• **Work item**
Copy each line containing "picture" from the listing below.

• **Data under study**
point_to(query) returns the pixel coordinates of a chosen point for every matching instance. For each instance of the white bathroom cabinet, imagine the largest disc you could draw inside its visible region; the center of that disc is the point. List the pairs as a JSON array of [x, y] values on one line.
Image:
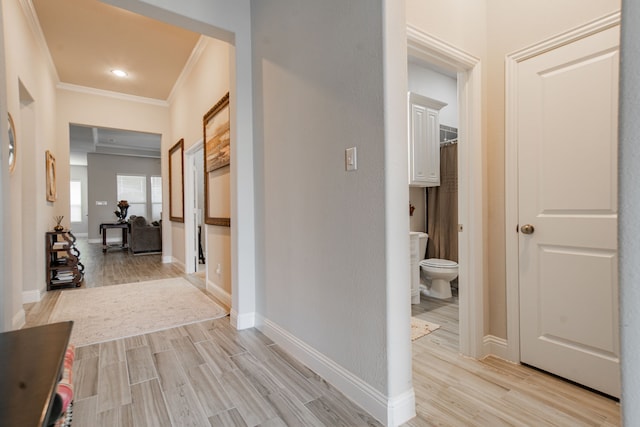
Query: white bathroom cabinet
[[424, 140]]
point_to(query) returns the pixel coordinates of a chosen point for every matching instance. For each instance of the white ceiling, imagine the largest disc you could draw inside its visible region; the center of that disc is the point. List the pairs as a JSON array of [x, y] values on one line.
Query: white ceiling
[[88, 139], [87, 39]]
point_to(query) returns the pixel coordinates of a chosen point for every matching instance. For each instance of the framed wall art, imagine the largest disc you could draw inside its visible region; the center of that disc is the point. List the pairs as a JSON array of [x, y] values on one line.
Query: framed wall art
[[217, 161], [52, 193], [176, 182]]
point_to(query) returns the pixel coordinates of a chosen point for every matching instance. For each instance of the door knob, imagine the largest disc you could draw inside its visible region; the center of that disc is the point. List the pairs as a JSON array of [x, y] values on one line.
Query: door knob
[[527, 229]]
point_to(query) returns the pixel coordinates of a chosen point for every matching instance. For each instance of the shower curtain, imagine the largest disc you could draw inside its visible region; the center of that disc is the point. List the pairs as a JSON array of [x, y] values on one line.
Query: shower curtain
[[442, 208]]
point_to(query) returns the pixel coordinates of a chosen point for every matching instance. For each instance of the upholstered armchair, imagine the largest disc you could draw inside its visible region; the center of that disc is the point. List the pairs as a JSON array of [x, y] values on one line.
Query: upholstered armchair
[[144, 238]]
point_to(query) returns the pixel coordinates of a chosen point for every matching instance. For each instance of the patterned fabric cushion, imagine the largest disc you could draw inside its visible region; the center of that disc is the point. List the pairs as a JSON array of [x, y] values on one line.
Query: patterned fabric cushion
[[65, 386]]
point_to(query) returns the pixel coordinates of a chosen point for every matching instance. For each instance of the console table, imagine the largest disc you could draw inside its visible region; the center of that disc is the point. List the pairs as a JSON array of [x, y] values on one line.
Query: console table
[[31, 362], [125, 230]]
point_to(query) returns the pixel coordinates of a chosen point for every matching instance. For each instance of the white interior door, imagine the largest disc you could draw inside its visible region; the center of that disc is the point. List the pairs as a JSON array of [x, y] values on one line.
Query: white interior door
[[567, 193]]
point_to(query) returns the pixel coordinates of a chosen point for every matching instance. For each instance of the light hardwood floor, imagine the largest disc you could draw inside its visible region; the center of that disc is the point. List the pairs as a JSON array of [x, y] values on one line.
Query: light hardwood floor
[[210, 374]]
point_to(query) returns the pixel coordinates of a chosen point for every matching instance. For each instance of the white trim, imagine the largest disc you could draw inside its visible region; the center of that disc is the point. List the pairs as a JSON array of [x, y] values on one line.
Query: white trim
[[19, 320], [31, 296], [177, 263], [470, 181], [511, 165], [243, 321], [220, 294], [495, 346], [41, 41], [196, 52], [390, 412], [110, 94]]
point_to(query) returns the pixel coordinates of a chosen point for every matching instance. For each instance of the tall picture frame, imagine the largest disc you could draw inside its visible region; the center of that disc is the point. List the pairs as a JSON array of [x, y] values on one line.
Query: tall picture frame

==

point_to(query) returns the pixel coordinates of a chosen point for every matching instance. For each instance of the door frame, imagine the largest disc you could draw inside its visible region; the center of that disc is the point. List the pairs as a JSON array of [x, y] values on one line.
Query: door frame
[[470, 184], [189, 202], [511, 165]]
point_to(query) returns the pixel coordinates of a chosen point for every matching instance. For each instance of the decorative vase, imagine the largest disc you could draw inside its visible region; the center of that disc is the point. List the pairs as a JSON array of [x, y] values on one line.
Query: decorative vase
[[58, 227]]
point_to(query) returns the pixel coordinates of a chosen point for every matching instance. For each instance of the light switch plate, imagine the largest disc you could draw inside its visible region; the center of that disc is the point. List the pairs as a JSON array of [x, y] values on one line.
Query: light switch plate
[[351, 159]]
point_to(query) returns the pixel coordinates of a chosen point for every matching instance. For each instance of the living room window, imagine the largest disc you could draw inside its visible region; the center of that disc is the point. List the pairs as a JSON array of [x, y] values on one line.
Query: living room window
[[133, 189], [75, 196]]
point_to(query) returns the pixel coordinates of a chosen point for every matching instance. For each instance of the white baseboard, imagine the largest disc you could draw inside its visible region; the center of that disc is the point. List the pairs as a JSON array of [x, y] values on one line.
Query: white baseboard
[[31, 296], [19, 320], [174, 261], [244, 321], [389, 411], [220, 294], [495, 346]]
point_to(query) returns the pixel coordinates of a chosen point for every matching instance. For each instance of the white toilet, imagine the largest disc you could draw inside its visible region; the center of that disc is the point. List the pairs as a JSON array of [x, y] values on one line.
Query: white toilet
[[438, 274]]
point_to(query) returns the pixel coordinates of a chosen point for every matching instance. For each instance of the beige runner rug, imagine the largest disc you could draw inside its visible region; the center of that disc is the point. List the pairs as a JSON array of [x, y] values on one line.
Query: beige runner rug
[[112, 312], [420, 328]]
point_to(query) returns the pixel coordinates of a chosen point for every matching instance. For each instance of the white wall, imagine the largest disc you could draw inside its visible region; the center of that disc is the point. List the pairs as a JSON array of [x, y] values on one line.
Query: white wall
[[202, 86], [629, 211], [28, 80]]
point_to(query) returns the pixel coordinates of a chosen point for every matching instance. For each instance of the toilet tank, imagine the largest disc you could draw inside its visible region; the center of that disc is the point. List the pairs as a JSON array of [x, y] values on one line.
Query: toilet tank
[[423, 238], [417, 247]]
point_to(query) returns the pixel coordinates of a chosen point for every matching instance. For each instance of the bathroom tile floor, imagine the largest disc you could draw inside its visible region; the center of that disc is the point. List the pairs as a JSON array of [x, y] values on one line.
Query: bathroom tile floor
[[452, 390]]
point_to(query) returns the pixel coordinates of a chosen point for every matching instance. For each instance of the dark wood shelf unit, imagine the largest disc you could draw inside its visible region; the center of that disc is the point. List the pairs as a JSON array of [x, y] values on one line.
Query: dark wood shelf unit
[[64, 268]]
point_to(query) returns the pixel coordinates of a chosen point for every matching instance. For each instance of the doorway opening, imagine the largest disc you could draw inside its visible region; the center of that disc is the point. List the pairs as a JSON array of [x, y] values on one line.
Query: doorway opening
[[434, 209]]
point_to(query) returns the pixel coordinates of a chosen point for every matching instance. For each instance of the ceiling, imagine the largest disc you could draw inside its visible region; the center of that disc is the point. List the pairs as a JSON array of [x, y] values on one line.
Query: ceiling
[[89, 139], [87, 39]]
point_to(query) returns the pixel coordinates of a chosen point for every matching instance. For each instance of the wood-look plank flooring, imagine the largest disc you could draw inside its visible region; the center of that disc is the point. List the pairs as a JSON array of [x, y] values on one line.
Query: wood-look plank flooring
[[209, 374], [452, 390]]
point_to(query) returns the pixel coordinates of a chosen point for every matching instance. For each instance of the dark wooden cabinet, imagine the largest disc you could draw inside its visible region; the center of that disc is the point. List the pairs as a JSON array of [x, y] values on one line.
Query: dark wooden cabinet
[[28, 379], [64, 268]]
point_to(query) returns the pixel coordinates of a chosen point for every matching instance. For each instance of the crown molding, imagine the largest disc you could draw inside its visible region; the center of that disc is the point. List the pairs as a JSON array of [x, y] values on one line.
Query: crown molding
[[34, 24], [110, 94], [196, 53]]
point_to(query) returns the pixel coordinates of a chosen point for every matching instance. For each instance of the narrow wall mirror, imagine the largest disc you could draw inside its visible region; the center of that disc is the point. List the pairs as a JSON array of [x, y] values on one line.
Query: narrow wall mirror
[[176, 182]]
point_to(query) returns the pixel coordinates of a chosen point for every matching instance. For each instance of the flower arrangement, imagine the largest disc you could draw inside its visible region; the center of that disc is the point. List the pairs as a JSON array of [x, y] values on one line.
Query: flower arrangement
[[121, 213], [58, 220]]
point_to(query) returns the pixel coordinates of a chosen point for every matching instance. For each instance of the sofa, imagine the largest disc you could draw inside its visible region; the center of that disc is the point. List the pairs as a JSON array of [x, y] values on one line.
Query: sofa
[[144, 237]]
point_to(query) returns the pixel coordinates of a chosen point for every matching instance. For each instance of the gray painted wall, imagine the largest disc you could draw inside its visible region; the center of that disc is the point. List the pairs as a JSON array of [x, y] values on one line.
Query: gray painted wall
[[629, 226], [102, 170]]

• **Your response**
point_to(query) returns the pixel coordinates of a chosen point for every matching instance. For each instance of the tall picture frame, imagine the largest disc you could draw inside its visible region; the center of that disc is the point. List the pairs as a JSON array of [x, y] values on one line.
Query: tall picture frame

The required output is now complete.